**MATERIAL PROVIDED**
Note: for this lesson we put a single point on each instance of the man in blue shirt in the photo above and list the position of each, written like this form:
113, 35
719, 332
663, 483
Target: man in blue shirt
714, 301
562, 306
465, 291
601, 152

**EXERCISE BRIEF**
This exercise calls for every record above to be written out again exactly.

**OUTPUT BELOW**
Note: for this lesson we put a single point on each instance of the man in blue shirt in the photo above and list the position of each, written like this form:
113, 35
719, 332
663, 483
Target: man in blue shirt
714, 301
562, 306
465, 291
601, 152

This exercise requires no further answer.